### Source data
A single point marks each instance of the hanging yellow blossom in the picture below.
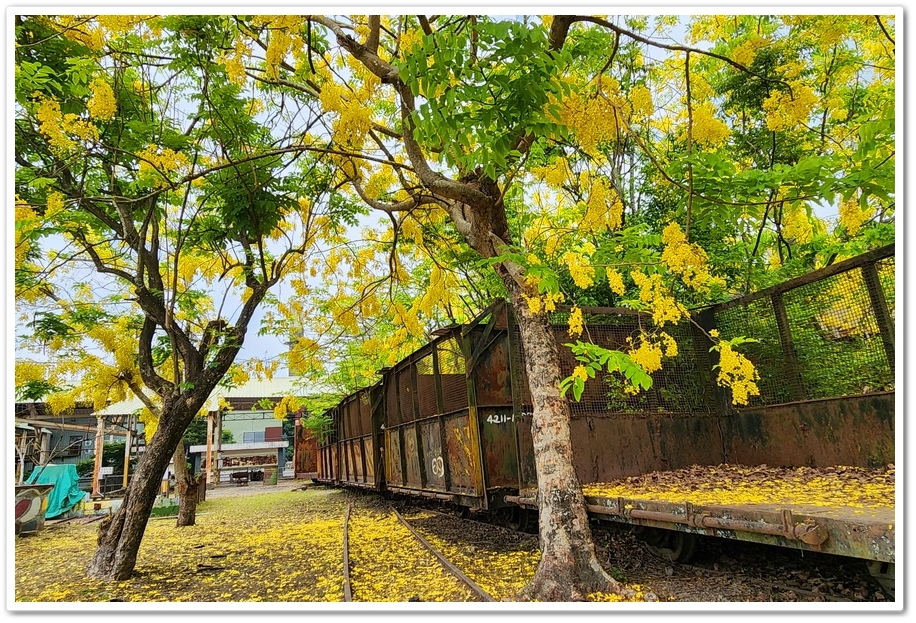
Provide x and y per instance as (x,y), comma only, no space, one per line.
(708,131)
(580,373)
(26,221)
(852,216)
(102,105)
(576,323)
(615,281)
(580,269)
(62,131)
(648,356)
(641,102)
(687,260)
(654,294)
(785,111)
(737,372)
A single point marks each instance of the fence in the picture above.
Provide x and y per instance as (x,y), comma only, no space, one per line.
(827,334)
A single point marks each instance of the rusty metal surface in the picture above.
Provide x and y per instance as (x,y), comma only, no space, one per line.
(460,454)
(411,457)
(393,471)
(611,447)
(431,440)
(853,430)
(844,531)
(498,436)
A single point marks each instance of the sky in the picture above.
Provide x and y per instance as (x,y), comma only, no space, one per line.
(256,346)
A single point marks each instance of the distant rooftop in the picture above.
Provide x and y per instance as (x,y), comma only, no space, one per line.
(242,397)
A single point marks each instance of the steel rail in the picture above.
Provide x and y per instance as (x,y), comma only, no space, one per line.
(444,561)
(348,591)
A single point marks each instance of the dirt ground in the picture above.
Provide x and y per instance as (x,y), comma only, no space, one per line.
(723,570)
(286,547)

### WHAT TO DO
Reproduce the records above line for line, without any change, and omit the pictures from your answer.

### COMPLETE RESPONSE
A single point marks each instance of the hanging yellow blossom in the picture below.
Provide x and y per instance as (x,y), comma only, no space, one per line.
(708,131)
(580,373)
(26,221)
(852,216)
(102,105)
(576,323)
(615,281)
(580,269)
(62,131)
(648,356)
(641,102)
(687,260)
(654,294)
(785,111)
(737,372)
A single point marks each instance of the fence in the picture above.
Provide x and y per instance as (x,y), comma only, no space, one per line.
(827,334)
A single point marks each instance of the rusty metal surface in the picture above.
Provide x and y per instance as (x,y), comma only, no space, one per line.
(460,454)
(411,457)
(393,471)
(611,447)
(431,440)
(853,430)
(844,531)
(498,436)
A single point marks each instance of the sky in the picture above.
Provide x and y per instance as (x,y), comma only, no space, one per line.
(256,346)
A single point marks each instance of the distant rooftop in the picture above.
Provide x and y per instance as (x,y), comma only, no space, one per line.
(242,397)
A single point marks each instance of the steel rail in the picture above.
Provide x and y per instance as (x,y), comma only, no space, one per line.
(444,561)
(348,591)
A single point marks each instance of the dirt ground in the picture above.
Provide x and y per instance as (x,y), comma only, no space, one per line.
(723,570)
(286,547)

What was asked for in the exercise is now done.